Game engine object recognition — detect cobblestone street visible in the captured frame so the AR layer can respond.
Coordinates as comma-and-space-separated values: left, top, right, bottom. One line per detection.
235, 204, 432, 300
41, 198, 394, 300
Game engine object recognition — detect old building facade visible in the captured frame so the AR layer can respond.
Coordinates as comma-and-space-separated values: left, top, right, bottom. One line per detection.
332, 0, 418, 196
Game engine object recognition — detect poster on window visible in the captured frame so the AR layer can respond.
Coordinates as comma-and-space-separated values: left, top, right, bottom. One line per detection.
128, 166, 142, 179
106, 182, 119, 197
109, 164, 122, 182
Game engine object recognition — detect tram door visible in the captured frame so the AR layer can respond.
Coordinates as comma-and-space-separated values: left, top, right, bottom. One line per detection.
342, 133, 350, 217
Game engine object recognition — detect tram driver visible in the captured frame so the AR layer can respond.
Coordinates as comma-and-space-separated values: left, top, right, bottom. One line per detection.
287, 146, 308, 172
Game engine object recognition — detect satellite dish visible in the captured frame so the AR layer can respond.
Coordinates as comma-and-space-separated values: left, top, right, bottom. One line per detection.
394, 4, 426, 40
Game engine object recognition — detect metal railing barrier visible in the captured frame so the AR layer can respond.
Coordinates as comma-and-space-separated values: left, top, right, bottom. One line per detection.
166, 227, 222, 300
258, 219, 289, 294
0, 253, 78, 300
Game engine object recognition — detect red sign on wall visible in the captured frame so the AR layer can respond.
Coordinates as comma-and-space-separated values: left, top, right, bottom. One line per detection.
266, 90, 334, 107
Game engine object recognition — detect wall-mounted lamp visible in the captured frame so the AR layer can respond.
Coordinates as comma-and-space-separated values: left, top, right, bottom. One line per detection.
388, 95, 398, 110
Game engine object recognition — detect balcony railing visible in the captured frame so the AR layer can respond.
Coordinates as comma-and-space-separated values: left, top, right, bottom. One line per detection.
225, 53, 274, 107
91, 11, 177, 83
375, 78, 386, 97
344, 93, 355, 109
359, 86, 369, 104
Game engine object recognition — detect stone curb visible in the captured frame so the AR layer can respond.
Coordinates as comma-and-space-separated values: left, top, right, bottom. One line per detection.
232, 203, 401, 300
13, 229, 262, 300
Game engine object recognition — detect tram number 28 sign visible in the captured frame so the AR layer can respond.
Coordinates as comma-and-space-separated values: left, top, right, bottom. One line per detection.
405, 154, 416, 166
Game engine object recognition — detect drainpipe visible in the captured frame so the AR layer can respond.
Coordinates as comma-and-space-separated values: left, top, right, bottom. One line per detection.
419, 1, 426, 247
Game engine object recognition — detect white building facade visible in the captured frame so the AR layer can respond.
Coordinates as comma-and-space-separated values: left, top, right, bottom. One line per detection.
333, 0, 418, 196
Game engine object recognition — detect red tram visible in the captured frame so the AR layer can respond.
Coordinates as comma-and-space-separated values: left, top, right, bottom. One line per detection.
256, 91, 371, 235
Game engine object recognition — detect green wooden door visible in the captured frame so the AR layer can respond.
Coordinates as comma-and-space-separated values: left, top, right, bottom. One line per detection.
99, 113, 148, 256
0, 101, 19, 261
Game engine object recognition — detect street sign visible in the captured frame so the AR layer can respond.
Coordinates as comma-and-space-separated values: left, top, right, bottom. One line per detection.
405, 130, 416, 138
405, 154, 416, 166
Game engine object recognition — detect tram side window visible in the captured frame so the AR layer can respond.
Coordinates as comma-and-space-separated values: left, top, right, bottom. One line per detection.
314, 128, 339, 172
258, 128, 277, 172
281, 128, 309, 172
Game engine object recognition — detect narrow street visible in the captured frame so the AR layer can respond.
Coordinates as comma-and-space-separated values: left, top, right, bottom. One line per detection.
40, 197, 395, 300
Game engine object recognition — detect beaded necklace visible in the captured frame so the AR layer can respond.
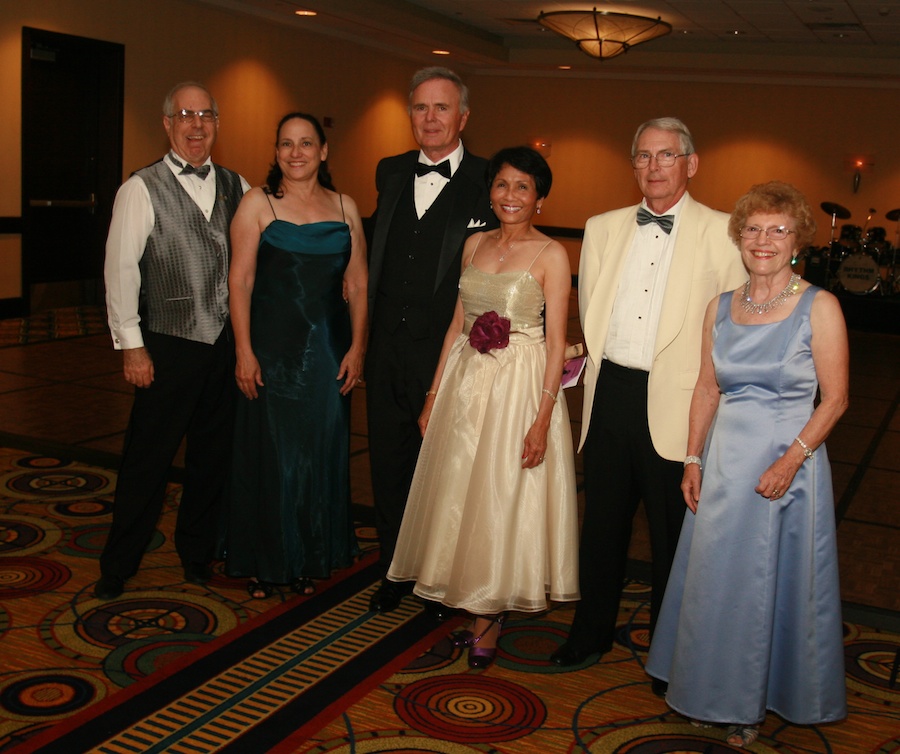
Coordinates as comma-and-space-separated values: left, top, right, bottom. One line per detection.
741, 272, 800, 314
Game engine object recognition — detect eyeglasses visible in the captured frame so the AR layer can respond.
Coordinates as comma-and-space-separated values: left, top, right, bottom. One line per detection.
631, 152, 691, 170
741, 225, 795, 241
169, 110, 219, 123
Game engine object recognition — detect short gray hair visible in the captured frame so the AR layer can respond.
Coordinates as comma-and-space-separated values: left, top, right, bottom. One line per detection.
163, 81, 219, 118
631, 117, 694, 157
407, 65, 469, 113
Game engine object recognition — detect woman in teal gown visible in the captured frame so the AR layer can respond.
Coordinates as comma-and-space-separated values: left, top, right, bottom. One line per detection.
647, 181, 849, 747
225, 113, 367, 599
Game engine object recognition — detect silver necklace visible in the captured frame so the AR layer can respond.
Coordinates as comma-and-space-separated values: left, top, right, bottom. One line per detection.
741, 272, 800, 314
497, 233, 517, 262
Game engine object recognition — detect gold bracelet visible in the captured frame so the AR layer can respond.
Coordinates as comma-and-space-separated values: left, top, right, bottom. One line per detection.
794, 435, 816, 459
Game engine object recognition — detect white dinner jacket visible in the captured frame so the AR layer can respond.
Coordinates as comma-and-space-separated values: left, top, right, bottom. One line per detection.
578, 195, 747, 461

==============================

Starting at the line of the material that contains "Game engine object recognition — detect tram door" and ending at the line that contains "342, 133, 350, 217", output those lines as a JSON list of strings, one string per line, with blank lines left out.

[
  "Game engine object recognition — detect tram door visible in the captured frame so the AR layer can respond.",
  "Coordinates as comma-and-space-separated values: left, top, right, bottom. One line per detection.",
  "342, 133, 350, 217"
]